WRITTEN INSTRUCTION: Write the lines from the one containing "Where can you spot the sliced" through the last line below as a JSON list of strings, one string per line, with blank lines left out.

RAW DATA:
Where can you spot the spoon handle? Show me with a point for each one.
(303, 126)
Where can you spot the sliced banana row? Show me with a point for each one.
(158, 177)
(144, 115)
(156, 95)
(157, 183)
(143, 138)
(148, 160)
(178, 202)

COMPLETE OUTPUT:
[
  "Where can you spot the sliced banana row? Show me with a point for each one.",
  "(158, 177)",
  "(144, 115)",
  "(156, 95)",
  "(157, 183)",
  "(143, 138)",
  "(148, 160)",
  "(178, 202)"
]